#### Things to do:
1. In the Scrapy spider notes, why is ui5/spiders/sapui5.py opened and edited after the first crawl?
2. Extend the Scrapy spider notes, picking up right after their final line.

#### Document section:
You can start your first spider with:
    cd ui5
    scrapy genspider example example.com




root@ubuntu:/opt/scrapy# cd ui5
root@ubuntu:/opt/scrapy/ui5# scrapy genspider sapui5 sapui5.hana.ondemand.com
Created spider 'sapui5' using template 'basic' in module:
  ui5.spiders.sapui5


Now run the scrapy project with:


root@ubuntu:/opt/scrapy/ui5# scrapy crawl sapui5
-- You can see here the URL is incorrect.
2016-06-03 10:57:35 [scrapy] DEBUG: Retrying <GET http://www.sapui5.hana.ondemand.com/robots.txt> (failed 1


root@ubuntu:/opt/scrapy/ui5# vim ui5/spiders/sapui5.py
-- Update the URL to be correct
class Sapui5Spider(scrapy.Spider):
    name = "sapui5"
    allowed_domains = ["sapui5.hana.ondemand.com"]
    start_urls = (
        'https://sapui5.hana.ondemand.com/sdk/#docs/api/symbols/sap.html/',
    )


    def parse(self, response):
        pass


root@ubuntu:/opt/scrapy/ui5# scrapy crawl sapui5
-- Success, but nothing really done, as it uses iframes and other issues.

#### Collected data:
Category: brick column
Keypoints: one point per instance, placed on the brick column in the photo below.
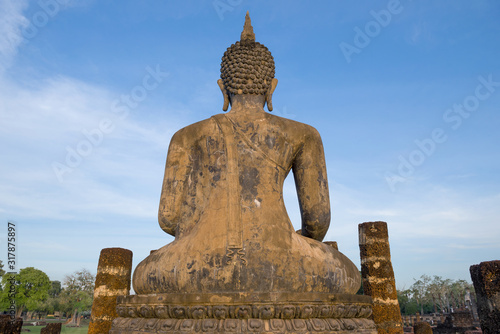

#### Expected outputs:
1. The first `scrapy crawl sapui5` used an incorrect URL. The log shows it retrying a request to http://www.sapui5.hana.ondemand.com/robots.txt. The file was edited to correct the URL, and `start_urls` now points to https://sapui5.hana.ondemand.com/sdk/#docs/api/symbols/sap.html/.

2.
2016-06-03 11:01:25 [scrapy] INFO: Enabled item pipelines:
[]
2016-06-03 11:01:25 [scrapy] INFO: Spider opened
2016-06-03 11:01:25 [scrapy] INFO: Crawled 0 pages (at 0 pages/min), scraped 0 items (at 0 items/min)
2016-06-03 11:01:25 [scrapy] DEBUG: Telnet console listening on 127.0.0.1:6023
2016-06-03 11:01:25 [scrapy] DEBUG: Crawled (404) <GET https://sapui5.hana.ondemand.com/robots.txt> (referer: None)
2016-06-03 11:01:25 [scrapy] DEBUG: Crawled (200) <GET https://sapui5.hana.ondemand.com/sdk/#docs/api/symbols/sap.html/> (referer: None)
2016-06-03 11:01:25 [scrapy] INFO: Closing spider (finished)
2016-06-03 11:01:25 [scrapy] INFO: Dumping Scrapy stats:
{'downloader/request_bytes': 458,
 'downloader/request_count': 2,
 'downloader/request_method_count/GET': 2,
 'downloader/response_bytes': 4105,
 'downloader/response_count': 2,
 'downloader/response_status_count/200': 1,
 'downloader/response_status_count/404': 1,
 'finish_reason': 'finished',
 'finish_time': datetime.datetime(2016, 6, 3, 18, 1, 25, 649281),
 'log_count/DEBUG': 3,
 'log_count/INFO': 7,
 'response_received_count': 2,
 'scheduler/dequeued': 1,
 'scheduler/dequeued/memory': 1,
 'scheduler/enqueued': 1,
 'scheduler/enqueued/memory': 1,
 'start_time': datetime.datetime(2016, 6, 3, 18, 1, 25, 48404)}
2016-06-03 11:01:25 [scrapy] INFO: Spider closed (finished)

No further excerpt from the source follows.